— Start of Extracted records —

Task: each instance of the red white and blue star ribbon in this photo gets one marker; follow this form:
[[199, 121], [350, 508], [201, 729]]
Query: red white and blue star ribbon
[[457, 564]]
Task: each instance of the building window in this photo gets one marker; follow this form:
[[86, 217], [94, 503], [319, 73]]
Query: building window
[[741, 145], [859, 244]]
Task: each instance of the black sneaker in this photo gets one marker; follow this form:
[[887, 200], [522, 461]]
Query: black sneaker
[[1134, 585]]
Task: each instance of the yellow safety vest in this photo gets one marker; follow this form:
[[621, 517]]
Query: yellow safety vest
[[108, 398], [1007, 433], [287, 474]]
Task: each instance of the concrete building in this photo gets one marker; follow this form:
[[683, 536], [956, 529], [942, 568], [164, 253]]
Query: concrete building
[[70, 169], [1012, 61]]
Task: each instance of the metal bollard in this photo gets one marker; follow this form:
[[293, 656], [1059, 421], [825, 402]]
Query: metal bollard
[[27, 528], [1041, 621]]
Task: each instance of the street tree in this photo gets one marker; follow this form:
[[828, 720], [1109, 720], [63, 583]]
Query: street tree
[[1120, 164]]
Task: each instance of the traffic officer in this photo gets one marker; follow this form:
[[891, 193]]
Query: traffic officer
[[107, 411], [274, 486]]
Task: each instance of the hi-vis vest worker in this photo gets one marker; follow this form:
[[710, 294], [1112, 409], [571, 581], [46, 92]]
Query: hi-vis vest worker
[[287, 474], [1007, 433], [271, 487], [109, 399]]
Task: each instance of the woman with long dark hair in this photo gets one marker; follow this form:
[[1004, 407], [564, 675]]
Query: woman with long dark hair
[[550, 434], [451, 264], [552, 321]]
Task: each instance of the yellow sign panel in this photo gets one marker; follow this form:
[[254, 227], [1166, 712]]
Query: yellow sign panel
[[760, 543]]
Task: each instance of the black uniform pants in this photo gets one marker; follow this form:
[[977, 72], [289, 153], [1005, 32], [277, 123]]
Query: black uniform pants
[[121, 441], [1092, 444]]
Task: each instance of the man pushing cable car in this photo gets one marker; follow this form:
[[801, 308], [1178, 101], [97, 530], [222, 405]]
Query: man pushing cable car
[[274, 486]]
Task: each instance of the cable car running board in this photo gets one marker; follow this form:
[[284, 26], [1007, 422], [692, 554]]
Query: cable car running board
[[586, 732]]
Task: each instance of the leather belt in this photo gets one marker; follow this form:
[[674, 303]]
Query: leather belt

— End of Extracted records —

**What you will do**
Rewrite the rows above as a numbered list, from the line containing "Task: each instance of the man" through the line containing "[[274, 486]]", and leave out any blank lines.

**Solution to this exercise**
1. Task: each instance of the man pushing cable car in this photo gets one marker; follow this form:
2. [[801, 308], [1178, 101], [97, 530], [222, 405]]
3. Query: man pushing cable car
4. [[274, 486]]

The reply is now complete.